START Records supplied
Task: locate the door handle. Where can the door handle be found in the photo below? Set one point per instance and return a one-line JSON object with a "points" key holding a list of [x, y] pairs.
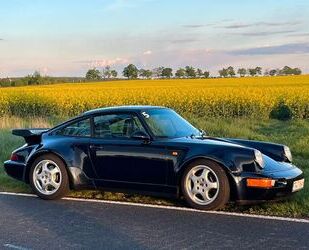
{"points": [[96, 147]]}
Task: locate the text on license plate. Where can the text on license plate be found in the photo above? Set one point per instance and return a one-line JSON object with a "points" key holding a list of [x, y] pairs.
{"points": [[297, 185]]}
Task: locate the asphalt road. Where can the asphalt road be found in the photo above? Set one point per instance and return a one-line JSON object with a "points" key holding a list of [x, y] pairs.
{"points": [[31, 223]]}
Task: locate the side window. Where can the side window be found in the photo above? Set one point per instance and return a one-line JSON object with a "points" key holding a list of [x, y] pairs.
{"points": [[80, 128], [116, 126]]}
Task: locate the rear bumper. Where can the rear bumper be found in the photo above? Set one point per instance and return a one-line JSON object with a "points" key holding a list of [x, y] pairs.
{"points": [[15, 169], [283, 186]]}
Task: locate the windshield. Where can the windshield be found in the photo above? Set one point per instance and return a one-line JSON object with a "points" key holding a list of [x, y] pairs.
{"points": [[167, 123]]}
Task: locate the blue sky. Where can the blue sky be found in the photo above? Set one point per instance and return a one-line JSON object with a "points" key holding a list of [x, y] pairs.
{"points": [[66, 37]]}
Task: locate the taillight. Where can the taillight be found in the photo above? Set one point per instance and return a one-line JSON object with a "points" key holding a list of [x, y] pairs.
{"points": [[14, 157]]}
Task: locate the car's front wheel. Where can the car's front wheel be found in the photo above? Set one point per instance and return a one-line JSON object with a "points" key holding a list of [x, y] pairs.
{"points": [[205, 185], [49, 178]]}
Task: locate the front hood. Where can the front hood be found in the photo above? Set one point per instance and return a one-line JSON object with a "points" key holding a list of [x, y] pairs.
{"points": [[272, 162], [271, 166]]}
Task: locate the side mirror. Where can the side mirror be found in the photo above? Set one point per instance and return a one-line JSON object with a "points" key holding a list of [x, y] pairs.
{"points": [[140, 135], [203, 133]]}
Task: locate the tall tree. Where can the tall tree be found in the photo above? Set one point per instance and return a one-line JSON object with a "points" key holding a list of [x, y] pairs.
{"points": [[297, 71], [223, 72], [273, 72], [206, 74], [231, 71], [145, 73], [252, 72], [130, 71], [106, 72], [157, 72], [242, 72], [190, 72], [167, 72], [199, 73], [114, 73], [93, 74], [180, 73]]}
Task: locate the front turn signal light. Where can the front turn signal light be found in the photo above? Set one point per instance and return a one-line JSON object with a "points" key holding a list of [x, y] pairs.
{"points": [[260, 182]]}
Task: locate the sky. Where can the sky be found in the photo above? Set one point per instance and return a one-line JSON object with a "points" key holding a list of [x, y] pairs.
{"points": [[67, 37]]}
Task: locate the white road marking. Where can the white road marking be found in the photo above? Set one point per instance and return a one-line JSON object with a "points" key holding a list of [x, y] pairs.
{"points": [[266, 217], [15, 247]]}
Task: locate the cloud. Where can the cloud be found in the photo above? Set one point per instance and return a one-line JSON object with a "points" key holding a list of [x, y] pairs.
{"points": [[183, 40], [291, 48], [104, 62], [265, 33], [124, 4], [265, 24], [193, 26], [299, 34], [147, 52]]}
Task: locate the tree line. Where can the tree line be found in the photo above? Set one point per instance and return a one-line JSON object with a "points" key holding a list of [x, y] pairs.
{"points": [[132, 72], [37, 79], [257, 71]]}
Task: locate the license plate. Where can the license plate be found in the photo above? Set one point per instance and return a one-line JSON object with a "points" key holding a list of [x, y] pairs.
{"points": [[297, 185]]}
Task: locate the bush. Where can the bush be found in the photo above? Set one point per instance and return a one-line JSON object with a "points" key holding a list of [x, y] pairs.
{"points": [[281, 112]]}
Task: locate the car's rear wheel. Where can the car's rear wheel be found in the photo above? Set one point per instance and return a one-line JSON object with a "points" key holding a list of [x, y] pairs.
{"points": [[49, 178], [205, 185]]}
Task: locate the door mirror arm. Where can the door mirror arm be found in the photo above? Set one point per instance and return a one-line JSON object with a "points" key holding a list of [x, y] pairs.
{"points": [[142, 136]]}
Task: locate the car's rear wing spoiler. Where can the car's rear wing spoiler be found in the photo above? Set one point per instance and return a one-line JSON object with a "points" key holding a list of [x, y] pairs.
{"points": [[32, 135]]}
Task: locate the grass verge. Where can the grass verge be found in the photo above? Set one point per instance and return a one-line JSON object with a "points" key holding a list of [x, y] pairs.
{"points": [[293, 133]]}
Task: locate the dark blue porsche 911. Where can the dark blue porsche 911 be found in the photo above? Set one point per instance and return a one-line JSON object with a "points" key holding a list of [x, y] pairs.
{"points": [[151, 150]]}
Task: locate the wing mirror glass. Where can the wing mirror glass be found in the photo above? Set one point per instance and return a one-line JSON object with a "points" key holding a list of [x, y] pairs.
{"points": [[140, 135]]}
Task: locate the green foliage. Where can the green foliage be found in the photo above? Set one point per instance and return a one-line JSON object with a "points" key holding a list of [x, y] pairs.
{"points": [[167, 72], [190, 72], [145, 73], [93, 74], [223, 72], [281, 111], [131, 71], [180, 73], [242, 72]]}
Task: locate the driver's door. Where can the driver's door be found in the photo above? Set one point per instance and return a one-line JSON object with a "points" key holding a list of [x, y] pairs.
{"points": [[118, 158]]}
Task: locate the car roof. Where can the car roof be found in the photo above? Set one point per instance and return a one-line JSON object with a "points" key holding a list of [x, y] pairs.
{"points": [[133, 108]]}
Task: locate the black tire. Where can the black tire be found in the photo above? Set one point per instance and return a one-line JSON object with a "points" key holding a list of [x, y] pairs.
END Records supplied
Your assignment: Could you restate the entries word for word, skipping any pictures?

Response below:
Task: locate the door handle. Where can the door handle be found in the photo below? Set one point per instance and return a one-line JSON object with a "points" key holding a list of [x, y] pairs.
{"points": [[96, 147]]}
Task: locate the text on license plate. Where can the text on license plate be found in the photo above? Set one point per instance and return a one-line JSON object with a "points" key holding a list of [x, y] pairs.
{"points": [[297, 185]]}
Task: locate the asphalt road. Where can the asphalt road be found in the photo above? Set one point per instance and return a one-line JSON object with a "points" key holding a list of [x, y] pairs.
{"points": [[31, 223]]}
Task: locate the side window. Where can the side window be found in the photo above? Set one point per instance and return a one-line JSON object with a "points" key holding a list of [x, y] pairs.
{"points": [[80, 128], [116, 126]]}
Task: locate the rear bumper. Where can the rear bumper be found in the photo above? Set one point per instance and return a one-line JSON object with a "points" key holding a list of [x, y] pairs.
{"points": [[15, 169], [283, 186]]}
Task: locate the windshield. Where can the windshield be found in the photo above? Set one point per instance and return a one-line JSON object with a "points" key holding a list of [x, y] pairs.
{"points": [[167, 123]]}
Task: locate the blue sky. Where can the blue sky be found in the photo above? Set one point per instance and return a one-line JSON object with a "points" key holding a list of [x, y] pairs.
{"points": [[66, 37]]}
Task: locate the taillight. Where can the taillight be found in the photo above? Set one point per instance and return a one-line JSON object with a "points" key holding a list of [x, y] pairs.
{"points": [[14, 157]]}
Task: locate the car's front wheel. Where can the car's front wheel be found in the photo above? Set one point per instance and return a one-line JSON object with a "points" key holding a list of [x, y] pairs.
{"points": [[205, 185], [49, 178]]}
Task: locate the front hood. Where can the front hood be found in the photo above? Set one point per instance and return a one-line JSON object with a "points" key holding a list of [x, y] pairs.
{"points": [[272, 162], [271, 166]]}
Task: locate the side mirror. Where can the side mirror be found in the photo above? Set one point per instance and return a one-line JSON object with a "points" key holding a list of [x, y] pairs.
{"points": [[140, 135], [203, 133]]}
Task: locate the tall tree. Where can the tall tree be found in the photo above? Set one point per instance and return a one-line JSON object with a "points" key holding a list of [x, y] pairs.
{"points": [[297, 71], [223, 72], [273, 72], [206, 74], [231, 71], [145, 73], [252, 72], [130, 71], [106, 72], [157, 72], [242, 72], [190, 72], [167, 72], [199, 73], [114, 73], [93, 74], [180, 73]]}
Task: locate the front turn signal light. Where can the front turn signal light be found in the photo above? Set one point per instance and return a one-line JSON object with a "points" key holding a list of [x, y] pairs.
{"points": [[260, 182]]}
Task: locate the sky. Where can the sky be found in the photo above? Set one point per instance and return a one-line JSON object with a "points" key holding a list of [x, y] pairs.
{"points": [[67, 37]]}
Task: locate the white road marking. Where can the white road marking be found in the photo above? Set one point per instance and return a one-line JSON object with a "points" key holding a list of [x, y] pairs.
{"points": [[266, 217], [15, 247]]}
Task: locate the cloud. Where can the cloud be found in the photo above? Set one point per instance and return a one-line JSON object with a "points" key holding a list of [x, y] pairs.
{"points": [[183, 40], [291, 48], [104, 62], [265, 33], [124, 4], [265, 24], [193, 26], [299, 34], [147, 52]]}
Task: locate the tree line. Where can the tree line be found in the photo above? Set one point per instance and return a one-line JSON object with a "points" key holding a list of [x, y] pairs.
{"points": [[132, 72], [37, 79], [257, 71]]}
Task: locate the license plate. Where can the license plate be found in the photo above? Set one point per instance and return a one-line JSON object with a "points" key holding a list of [x, y] pairs.
{"points": [[297, 185]]}
Task: locate the bush. Where can the bush be found in the photo above? Set one point per instance and return a one-line JSON object with a "points" key holding a list of [x, y] pairs.
{"points": [[281, 112]]}
Task: locate the car's rear wheel. Where can the car's rear wheel be found in the photo above? Set one point per instance and return a one-line JSON object with a "points" key holding a list of [x, y] pairs.
{"points": [[49, 178], [205, 185]]}
Task: locate the door mirror arm. Where can the door mirror arm be found in the photo above? Set one point per instance and return a one-line JSON object with a "points" key holding a list of [x, y] pairs.
{"points": [[142, 136]]}
Task: locate the car's rear wing spoiler. Where can the car's rear wing spoiler be found in the photo above? Set one point per instance and return a one-line JSON object with a "points" key holding a list of [x, y] pairs.
{"points": [[32, 135]]}
Task: locate the grass verge. Where can the grass verge be found in the photo above? Set one point per instance and return a one-line JSON object with a "points" key holding a list of [x, y] pairs.
{"points": [[293, 133]]}
Task: locate the dark blue porsche 911. Where can the dark blue porsche 911 be found in the photo above? Set one point per instance and return a one-line JSON object with a "points" key holding a list of [x, y] pairs.
{"points": [[151, 150]]}
Task: locate the wing mirror glass. Where can the wing mirror glass be found in the photo above? Set one point per instance and return a one-line JSON object with a "points" key holding a list of [x, y] pairs.
{"points": [[140, 135]]}
Task: locate the green foliage. Where can the green foliage be found in the photo above? Set one point per instance and return a one-line JSON object with a "points" key holding a list of [x, y] pairs.
{"points": [[167, 72], [190, 72], [145, 73], [93, 74], [223, 72], [281, 111], [131, 71], [180, 73], [242, 72]]}
Task: locate the driver's door. Where can the driver's door be found in the photo above? Set one point per instance and return a one-line JSON object with a "points" key holding a list of [x, y] pairs.
{"points": [[118, 158]]}
Task: locate the car roof. Where can the car roof be found in the photo above? Set one point per instance and return a one-line JSON object with a "points" key holding a list of [x, y] pairs.
{"points": [[133, 108]]}
Task: locate the black tire. Where can the black tire be found in the photo above? Set one point per instance and return a one-line JSON object with a "points" key holding a list of [x, y] pairs.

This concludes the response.